start

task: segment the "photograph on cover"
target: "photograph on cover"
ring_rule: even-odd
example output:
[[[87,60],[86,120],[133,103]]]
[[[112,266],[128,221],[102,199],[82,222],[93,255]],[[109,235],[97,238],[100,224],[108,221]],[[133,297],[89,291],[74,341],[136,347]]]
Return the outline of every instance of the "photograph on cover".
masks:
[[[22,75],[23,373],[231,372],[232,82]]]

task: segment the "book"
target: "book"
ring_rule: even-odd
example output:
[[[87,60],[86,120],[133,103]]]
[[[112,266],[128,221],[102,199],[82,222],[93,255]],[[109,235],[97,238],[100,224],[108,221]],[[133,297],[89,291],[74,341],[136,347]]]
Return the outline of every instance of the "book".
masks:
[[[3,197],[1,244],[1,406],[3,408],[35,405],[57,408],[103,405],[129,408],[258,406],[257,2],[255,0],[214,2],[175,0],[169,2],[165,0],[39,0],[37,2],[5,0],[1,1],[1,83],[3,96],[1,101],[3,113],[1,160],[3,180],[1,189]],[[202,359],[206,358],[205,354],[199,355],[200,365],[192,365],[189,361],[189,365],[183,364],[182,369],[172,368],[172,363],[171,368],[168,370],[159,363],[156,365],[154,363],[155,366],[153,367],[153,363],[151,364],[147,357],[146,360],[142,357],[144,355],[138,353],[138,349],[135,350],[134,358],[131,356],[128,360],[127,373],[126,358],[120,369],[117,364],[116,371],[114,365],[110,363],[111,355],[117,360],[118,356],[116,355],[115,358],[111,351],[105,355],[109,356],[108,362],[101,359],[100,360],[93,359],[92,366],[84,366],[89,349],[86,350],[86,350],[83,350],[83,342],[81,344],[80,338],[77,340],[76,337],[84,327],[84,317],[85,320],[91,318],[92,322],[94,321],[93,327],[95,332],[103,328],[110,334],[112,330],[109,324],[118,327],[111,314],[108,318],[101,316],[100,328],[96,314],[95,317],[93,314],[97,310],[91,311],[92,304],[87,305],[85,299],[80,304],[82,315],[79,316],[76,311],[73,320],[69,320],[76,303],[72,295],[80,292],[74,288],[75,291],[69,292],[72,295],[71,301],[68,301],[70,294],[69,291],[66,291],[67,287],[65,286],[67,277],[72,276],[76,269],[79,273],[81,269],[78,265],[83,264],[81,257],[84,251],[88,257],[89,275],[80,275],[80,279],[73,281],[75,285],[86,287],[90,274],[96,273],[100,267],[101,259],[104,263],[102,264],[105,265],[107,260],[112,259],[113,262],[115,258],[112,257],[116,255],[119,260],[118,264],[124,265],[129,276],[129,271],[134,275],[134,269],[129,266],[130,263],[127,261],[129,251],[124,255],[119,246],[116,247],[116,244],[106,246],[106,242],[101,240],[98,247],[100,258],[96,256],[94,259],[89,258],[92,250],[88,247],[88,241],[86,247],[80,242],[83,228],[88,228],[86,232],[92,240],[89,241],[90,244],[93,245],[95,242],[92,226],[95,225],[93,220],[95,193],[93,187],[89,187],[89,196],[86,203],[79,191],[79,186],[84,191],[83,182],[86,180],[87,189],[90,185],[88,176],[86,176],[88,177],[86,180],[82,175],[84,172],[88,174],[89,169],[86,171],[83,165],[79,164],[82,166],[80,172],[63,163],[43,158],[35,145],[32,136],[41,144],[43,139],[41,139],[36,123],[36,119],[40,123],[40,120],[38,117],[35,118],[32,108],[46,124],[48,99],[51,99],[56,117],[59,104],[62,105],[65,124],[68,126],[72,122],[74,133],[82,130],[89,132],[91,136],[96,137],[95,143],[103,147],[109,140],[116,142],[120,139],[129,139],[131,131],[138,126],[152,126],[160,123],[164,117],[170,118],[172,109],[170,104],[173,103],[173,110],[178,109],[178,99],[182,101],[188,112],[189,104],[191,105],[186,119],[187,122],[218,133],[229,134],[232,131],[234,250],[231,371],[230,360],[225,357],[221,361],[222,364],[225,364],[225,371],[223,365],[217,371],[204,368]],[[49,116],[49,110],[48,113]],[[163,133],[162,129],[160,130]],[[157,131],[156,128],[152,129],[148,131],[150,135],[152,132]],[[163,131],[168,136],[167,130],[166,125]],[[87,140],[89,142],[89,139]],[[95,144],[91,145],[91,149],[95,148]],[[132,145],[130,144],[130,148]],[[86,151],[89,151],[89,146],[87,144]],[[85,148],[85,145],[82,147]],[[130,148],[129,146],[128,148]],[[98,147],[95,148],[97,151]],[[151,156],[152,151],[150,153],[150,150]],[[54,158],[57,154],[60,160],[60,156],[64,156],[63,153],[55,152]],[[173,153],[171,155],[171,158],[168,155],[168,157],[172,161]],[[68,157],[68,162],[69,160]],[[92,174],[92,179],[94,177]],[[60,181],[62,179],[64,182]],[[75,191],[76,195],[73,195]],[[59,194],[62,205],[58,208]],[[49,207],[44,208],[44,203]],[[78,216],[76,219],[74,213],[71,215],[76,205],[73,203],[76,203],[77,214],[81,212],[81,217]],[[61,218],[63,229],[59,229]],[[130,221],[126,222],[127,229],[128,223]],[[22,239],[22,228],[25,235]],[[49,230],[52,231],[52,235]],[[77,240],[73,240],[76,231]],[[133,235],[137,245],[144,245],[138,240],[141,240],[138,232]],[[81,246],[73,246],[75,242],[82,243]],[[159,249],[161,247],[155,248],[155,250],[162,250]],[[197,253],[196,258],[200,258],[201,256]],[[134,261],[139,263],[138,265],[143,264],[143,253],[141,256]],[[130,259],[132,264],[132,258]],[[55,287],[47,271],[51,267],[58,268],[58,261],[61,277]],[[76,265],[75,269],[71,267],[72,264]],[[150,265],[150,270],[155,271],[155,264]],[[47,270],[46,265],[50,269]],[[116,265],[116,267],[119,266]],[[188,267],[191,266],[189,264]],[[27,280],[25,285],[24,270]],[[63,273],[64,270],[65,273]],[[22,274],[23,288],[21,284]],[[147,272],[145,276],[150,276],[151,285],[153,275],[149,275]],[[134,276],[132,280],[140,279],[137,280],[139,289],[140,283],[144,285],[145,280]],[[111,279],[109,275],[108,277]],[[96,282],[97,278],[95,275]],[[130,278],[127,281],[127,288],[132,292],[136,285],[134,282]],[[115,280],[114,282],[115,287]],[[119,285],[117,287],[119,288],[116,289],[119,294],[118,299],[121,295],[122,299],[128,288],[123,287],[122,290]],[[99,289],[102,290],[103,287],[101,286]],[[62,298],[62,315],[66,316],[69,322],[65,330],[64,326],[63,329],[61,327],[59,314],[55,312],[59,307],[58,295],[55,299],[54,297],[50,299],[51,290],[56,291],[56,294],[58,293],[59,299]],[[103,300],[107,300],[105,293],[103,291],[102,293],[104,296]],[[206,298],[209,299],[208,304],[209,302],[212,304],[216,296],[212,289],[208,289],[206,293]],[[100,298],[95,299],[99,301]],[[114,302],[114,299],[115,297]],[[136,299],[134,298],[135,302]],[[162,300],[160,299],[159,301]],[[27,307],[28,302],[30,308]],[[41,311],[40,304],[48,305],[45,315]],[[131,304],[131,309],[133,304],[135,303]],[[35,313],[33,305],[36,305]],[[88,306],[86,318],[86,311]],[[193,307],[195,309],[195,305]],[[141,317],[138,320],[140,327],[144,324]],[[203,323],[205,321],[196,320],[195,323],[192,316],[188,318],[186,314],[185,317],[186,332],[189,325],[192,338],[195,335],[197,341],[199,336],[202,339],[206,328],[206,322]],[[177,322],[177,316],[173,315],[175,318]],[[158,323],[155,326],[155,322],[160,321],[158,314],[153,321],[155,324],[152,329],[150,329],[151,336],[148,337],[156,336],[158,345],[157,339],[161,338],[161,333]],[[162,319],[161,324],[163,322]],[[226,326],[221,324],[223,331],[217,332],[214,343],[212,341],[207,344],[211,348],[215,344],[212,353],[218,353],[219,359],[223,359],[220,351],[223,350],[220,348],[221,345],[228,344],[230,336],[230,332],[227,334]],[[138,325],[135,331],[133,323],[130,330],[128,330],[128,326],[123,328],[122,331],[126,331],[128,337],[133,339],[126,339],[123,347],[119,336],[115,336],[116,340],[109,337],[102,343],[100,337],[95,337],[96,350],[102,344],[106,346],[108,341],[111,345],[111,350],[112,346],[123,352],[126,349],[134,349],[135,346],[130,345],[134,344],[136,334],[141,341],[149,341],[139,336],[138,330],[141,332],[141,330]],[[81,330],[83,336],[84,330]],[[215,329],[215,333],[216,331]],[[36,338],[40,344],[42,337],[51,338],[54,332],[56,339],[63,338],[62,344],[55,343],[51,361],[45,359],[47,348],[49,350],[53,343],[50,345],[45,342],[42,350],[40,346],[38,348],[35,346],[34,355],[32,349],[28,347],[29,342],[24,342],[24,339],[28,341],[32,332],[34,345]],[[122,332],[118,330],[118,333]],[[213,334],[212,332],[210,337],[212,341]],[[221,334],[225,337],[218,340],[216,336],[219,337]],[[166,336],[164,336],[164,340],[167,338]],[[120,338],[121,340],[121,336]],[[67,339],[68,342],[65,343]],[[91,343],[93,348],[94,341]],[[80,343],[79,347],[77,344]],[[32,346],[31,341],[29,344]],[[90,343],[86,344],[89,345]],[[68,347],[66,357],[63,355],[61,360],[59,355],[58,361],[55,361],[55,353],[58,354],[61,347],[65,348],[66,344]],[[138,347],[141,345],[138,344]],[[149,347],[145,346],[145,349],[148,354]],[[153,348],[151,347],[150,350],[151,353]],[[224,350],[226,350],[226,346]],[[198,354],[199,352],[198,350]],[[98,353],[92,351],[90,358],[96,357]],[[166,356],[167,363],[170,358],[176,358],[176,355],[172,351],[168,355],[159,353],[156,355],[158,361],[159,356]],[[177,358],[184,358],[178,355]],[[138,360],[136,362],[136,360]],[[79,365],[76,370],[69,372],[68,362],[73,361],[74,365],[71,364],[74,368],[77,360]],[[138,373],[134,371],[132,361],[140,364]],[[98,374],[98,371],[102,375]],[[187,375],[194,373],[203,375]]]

end

# Given task
Could you copy verbatim everything from the start of the records through the line containing "[[[22,75],[23,373],[231,372],[232,82]]]", including that line?

# The output
task: segment the "photograph on cover"
target: "photograph on cover"
ring_rule: even-odd
example output:
[[[87,60],[86,120],[133,103]]]
[[[112,266],[128,221],[102,199],[82,222],[93,255]],[[109,235],[97,238],[100,224],[108,221]],[[133,297],[89,291],[74,341],[136,347]]]
Return the outline of every instance of the "photograph on cover".
masks:
[[[22,75],[23,373],[231,372],[232,82]]]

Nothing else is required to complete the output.